§ Work required
When transcribing the entries, keep each one exactly as it is.

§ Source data
● ● ● ●

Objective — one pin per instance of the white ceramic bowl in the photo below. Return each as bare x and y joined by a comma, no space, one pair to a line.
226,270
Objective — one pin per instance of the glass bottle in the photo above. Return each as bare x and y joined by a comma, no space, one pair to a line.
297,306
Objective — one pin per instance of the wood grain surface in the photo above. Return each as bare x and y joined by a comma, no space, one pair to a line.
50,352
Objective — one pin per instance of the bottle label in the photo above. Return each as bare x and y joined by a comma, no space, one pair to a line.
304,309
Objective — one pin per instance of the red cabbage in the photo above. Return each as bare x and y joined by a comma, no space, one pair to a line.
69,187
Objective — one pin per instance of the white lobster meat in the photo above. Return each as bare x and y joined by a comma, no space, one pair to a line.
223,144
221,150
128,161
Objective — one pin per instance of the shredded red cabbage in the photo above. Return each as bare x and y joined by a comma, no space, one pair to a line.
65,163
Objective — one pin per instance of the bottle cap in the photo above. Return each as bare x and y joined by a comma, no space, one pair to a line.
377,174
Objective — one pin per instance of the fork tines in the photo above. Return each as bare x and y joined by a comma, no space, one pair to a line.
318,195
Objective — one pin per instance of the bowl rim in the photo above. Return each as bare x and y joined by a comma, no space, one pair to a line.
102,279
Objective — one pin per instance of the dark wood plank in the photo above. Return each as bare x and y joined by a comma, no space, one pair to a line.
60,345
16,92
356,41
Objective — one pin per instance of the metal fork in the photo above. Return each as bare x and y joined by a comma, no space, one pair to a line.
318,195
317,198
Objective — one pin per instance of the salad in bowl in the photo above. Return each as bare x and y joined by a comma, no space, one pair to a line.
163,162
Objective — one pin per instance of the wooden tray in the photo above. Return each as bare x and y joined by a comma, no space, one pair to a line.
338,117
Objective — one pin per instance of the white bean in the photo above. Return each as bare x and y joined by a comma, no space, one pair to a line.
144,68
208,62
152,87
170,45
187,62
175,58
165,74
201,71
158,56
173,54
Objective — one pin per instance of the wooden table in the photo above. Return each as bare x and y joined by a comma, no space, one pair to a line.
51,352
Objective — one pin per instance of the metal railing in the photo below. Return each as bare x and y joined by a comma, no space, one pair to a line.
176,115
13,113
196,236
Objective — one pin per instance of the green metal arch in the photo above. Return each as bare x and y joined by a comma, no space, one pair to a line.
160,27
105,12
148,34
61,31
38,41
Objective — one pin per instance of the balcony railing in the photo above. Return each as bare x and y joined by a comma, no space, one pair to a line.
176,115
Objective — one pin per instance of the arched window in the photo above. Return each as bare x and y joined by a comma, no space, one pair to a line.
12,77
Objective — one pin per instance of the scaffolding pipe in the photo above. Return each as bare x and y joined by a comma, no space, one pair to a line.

● ● ● ●

§ Result of this task
Objective — one pin per instance of the white ceramic bowl in the photo below. Return each as bare x and y joined by a comma, no space, one pair to a line.
226,270
Objective — one pin per instance of the glass bottle in the photo above. Return each as bare x and y joined by a comma, no space, one pair to a line.
297,306
Objective — one pin per instance of the wood grain surface in the photo above. Return each as bare x and y joined by a comma, no space, one pair to a line.
50,352
Objective — one pin per instance of the bottle label in the photo above. Return each as bare x and y joined by a comma, no space, one pair to a line.
304,309
Objective — one pin per instance of the red cabbage in the photo above. Return each as bare x and y joined by a comma, no space, one pair to a line.
69,187
Objective — one pin per instance of the white lobster meat in the photo above. Return each as bare x and y joined by a comma, no space, one pair to a line.
223,144
221,150
128,161
Objective — one pin per instance of the shredded red cabbage in the photo above. Return each as bare x and y joined by a comma, no space, one pair to a line.
65,163
Objective — one pin per instance of the bottle cap in the photo above. Return each as bare x and y joined by a comma, no space, one pair to a line.
377,174
Objective — one pin per instance of the fork tines in the photo above. Return each as bare x and y joined by a comma, no space, one pair to a line.
318,195
Objective — one pin per instance of the bowl rim in the photo above. Return each as bare x and y joined by a comma, no space, one pair to a line.
102,279
Objective — one pin per instance of the dark wood plank in the photo above. Return each as bare x and y joined by a comma, no space, one pair to a line.
60,345
16,92
356,41
Objective — one pin per instance of the metal fork in the photo above. Return each as bare x and y joined by a comma, no space, one pair to a line.
318,195
317,198
Objective — one pin per instance of the salad in bowl in the photo above. Return each as bare x and y joined by a comma, no space, one pair to a line.
163,162
Objective — one pin per instance of the wooden tray in the photo above. Return each as bare x and y joined by a comma, no space, one pair to a line.
338,117
Objective — one pin per instance of the white bean in the photo above. Return each as bare x and y joined by a comma, no space, one pair to a line.
144,68
208,62
152,87
170,45
187,62
175,58
165,74
201,71
158,56
173,54
Objective — one pin per instance of the wooden table in the photo above. Return each as bare x and y joined by a comma, no space, one pair to a line.
51,352
Objective — one pin per instance of the metal railing in the photo below. Return each as bare x and y joined by a comma, no space, one pair to a line.
176,115
13,113
196,236
Objective — one pin per instance of the green metal arch in the photo above. Return each as bare x and y joined by a comma, no space, one pair to a line.
160,27
105,12
148,34
61,31
38,41
Objective — one pin per instance of the balcony railing in the photo above. Return each as bare x and y joined by a comma, no space, one pair to a line.
176,115
Objective — one pin per instance of the arched window in the photo above. Return each as bare x and y joined by a comma, no space, one pair to a line.
12,77
Objective — one pin per instance of the scaffolding pipe in the photo above. Return each as bare x and y joined by a comma, no space, one pair to a line.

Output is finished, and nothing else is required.